Source extract START

The National Catholic Review
George M. Anderson

Connecting the dots is how Deirdre Mullan describes her work at the United Nations, where she directs Mercy Global Concern, a project of the Mercy International Association. A Sister of Mercy who arrived in New York half a dozen years ago, she recently visited America House with another Mercy sister, Eileen Hogan, to speak about their work in connecting the 12,000 sisters worldwide who, in the tradition of their foundress, Catherine McAuley, advocate on behalf of the poorest. Along with members of other congregations at the United Nations with status as nongovernmental organizations, their goal is to raise consciousness at the local and international level about the needs of marginalized people. Together, Sister Mullan said, “we want to challenge governments to follow through on promises made to their most vulnerable citizens.”

 

Such challenges can take place through U.N. ambassadors stationed in New York City. Sister Mullan gave an example from Kenya. A Mercy sister there had contacted her by e-mail to share fears for the safety of girl children in Kenya. Many work as maids in private homes, often in conditions that can be exploitative. That message led Sister Mullan to alert the Kenyan ambassador to the United Nations, who promised, she said, to investigate.

Eradication of poverty and how poverty affects women and girls are among the major focus points of Mercy Global Concern. Before her arrival in New York, Sister Mullan earned her Ph.D. from the University of Ulster, with a dissertation on the feminization of poverty. “Much of the work I do at the United Nations deals with how poverty affects women and girls, so choosing that topic turned out to be providential,” she said.

Source extract END

**What you need to do**. In the article on Mercy Global Concern, why does Sister Mullan call her choice of dissertation topic providential? Answer in one to three sentences. The listing that comes next is separate material and has no connection to the article on Mercy Global Concern.

Entries supplied START

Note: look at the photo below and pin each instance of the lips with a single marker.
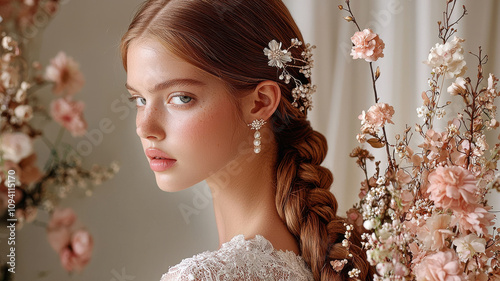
(159, 161)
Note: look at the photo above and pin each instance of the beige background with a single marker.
(139, 230)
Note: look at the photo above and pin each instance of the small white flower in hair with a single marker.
(277, 57)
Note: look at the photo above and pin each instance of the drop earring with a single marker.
(256, 125)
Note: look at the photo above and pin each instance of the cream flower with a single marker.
(367, 46)
(441, 266)
(474, 218)
(65, 74)
(435, 232)
(492, 83)
(24, 112)
(448, 58)
(15, 146)
(469, 245)
(70, 115)
(379, 114)
(458, 87)
(277, 57)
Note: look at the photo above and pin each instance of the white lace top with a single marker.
(241, 259)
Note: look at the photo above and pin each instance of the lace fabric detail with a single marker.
(241, 259)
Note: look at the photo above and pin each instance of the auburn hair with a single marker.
(226, 38)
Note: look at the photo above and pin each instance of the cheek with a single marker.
(213, 136)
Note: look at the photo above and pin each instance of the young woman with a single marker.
(222, 90)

Entries supplied END

**Response to this exercise**. Her dissertation was on the feminization of poverty. She calls the choice providential because much of her work at the United Nations deals with how poverty affects women and girls.